**Data to use**:
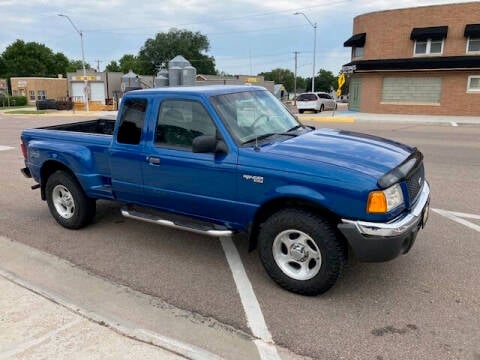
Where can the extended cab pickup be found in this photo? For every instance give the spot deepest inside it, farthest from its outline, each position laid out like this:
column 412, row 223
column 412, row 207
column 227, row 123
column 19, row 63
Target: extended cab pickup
column 222, row 159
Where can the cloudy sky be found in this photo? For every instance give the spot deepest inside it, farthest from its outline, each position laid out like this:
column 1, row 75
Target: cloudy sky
column 246, row 36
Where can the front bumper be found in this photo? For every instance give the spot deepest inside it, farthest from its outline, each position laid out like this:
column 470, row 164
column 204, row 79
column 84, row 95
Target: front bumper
column 375, row 242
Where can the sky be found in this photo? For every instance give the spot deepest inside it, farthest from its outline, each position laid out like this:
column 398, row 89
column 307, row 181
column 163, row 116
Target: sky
column 246, row 36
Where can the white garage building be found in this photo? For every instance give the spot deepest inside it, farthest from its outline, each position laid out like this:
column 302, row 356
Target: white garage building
column 101, row 85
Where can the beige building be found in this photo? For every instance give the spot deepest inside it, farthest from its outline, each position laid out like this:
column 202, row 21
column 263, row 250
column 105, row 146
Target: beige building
column 422, row 60
column 39, row 88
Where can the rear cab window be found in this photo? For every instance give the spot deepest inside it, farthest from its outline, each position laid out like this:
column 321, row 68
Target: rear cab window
column 131, row 121
column 180, row 121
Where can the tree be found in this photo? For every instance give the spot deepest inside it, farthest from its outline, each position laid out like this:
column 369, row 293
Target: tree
column 112, row 67
column 281, row 76
column 165, row 46
column 32, row 59
column 129, row 62
column 75, row 65
column 324, row 81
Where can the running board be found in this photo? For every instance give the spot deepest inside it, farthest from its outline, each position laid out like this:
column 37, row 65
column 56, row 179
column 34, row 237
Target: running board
column 196, row 227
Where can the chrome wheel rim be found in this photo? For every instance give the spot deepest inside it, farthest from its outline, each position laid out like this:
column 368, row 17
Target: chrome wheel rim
column 296, row 254
column 63, row 201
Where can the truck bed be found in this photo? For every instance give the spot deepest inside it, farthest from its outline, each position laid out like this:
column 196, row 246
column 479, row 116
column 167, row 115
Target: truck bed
column 99, row 126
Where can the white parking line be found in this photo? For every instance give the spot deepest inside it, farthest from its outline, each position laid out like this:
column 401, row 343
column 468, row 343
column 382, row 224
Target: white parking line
column 459, row 218
column 253, row 312
column 20, row 348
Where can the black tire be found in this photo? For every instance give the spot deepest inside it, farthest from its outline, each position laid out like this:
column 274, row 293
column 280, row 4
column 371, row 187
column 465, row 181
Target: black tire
column 324, row 235
column 83, row 210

**What you need to do**:
Working from the data above, extract solely the lines from the one containing "Where can the rear" through the one containing "column 369, row 293", exactly as they appear, both included.

**Expected answer**:
Where can the rear cab window be found in this photo? For every instance give the spot deepest inside it, farthest from its outline, each position laid out like this:
column 321, row 68
Target: rear cab window
column 131, row 121
column 180, row 121
Where can the tree be found in this photo? For every instance give the spot deepest inside it, farthest from its outline, each position laid out like this:
column 369, row 293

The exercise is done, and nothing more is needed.